Entries on locating named things:
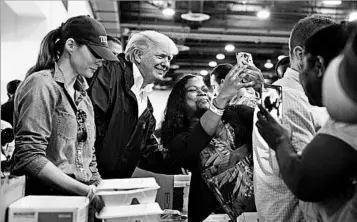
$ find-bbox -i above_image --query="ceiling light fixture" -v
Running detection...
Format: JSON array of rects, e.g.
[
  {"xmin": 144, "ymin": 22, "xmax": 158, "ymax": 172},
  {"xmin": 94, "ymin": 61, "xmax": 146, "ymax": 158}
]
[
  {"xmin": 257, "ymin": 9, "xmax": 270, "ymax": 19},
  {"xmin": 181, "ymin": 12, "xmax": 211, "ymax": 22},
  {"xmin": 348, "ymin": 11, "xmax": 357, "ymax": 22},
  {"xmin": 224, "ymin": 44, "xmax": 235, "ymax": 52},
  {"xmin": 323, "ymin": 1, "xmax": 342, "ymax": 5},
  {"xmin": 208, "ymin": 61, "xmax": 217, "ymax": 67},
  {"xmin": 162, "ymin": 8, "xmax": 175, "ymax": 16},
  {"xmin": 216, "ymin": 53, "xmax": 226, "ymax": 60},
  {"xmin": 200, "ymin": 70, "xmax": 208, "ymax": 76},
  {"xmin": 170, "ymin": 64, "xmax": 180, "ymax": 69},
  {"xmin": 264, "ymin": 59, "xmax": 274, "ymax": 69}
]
...
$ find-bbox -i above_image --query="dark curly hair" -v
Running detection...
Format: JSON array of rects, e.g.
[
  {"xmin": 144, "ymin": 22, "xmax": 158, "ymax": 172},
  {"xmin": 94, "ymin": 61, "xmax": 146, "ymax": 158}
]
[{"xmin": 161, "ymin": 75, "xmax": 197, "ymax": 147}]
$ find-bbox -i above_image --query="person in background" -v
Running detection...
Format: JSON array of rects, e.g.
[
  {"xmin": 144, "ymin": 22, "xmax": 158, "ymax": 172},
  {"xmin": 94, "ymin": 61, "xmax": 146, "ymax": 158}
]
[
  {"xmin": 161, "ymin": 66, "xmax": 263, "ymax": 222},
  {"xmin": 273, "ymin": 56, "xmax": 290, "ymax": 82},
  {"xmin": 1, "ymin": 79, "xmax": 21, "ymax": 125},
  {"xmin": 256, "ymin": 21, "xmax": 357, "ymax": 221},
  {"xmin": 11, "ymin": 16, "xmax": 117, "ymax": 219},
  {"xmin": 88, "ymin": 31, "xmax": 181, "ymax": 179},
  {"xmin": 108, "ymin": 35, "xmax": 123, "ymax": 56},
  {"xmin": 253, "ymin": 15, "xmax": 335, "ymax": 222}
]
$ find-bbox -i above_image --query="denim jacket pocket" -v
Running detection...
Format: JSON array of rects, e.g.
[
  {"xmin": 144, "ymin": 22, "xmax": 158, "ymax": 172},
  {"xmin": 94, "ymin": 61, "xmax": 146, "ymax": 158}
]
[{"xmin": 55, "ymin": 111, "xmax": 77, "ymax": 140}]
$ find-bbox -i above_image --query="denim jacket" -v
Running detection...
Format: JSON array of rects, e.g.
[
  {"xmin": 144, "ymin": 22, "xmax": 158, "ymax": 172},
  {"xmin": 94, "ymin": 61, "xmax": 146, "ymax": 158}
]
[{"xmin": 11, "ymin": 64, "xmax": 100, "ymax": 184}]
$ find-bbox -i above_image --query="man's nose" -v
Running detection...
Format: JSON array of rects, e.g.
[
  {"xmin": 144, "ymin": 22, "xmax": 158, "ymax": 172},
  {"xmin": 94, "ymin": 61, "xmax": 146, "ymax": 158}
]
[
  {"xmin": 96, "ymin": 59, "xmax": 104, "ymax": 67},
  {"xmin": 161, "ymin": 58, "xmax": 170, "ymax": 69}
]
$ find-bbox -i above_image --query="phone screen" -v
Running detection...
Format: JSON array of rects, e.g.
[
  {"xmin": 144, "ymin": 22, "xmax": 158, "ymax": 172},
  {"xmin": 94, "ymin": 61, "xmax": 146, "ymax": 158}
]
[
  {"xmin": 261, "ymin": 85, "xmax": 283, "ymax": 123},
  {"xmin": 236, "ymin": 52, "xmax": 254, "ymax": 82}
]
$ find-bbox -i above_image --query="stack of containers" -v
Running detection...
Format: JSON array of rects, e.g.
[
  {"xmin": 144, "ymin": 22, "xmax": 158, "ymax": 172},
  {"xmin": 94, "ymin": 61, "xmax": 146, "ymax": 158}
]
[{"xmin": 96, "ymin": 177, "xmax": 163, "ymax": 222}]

- YOUR TASK: Can you count how many lines of the records contain the string "bbox", with case counting? Reply with the number only.

- EXPECTED ANSWER: 8